AVAILABLE RECORDS:
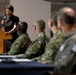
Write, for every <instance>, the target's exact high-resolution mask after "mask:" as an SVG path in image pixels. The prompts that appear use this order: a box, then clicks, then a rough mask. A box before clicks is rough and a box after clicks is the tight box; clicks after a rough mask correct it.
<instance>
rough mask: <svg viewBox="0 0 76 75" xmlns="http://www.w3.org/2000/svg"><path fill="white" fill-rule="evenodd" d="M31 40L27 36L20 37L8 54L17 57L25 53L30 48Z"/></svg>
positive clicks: (16, 39)
mask: <svg viewBox="0 0 76 75" xmlns="http://www.w3.org/2000/svg"><path fill="white" fill-rule="evenodd" d="M30 43H31V40H30V38H29V36H28V35H27V34H22V35H20V36H19V37H18V38H17V39H16V40H15V42H14V43H13V44H12V46H11V48H10V51H9V52H8V54H11V55H16V54H21V53H24V52H25V50H26V49H27V48H28V47H29V45H30Z"/></svg>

DIRECTIVE: Render every line of the entries above as a numbered list, skipping any blank lines and leaving out the pictures.

ANSWER TO THIS TASK:
1. Write, for every <instance>, the target's exact high-resolution mask after "mask:" as an SVG path in image pixels. The prompts that appear use this order: a box, then clicks, then a rough mask. A box before clicks is rough and a box after clicks is the tight box; clicks after a rough mask correct it.
2. <instance>
3. rough mask: <svg viewBox="0 0 76 75" xmlns="http://www.w3.org/2000/svg"><path fill="white" fill-rule="evenodd" d="M31 40L27 36L20 37L8 54L17 57L25 53L30 48Z"/></svg>
4. positive clicks: (16, 39)
5. mask: <svg viewBox="0 0 76 75" xmlns="http://www.w3.org/2000/svg"><path fill="white" fill-rule="evenodd" d="M30 43H31V40H30V38H29V36H28V35H27V34H22V35H20V36H19V37H18V38H17V39H16V40H15V42H14V43H13V44H12V46H11V48H10V51H9V52H8V54H11V55H16V54H21V53H24V52H25V50H26V49H27V48H28V47H29V45H30Z"/></svg>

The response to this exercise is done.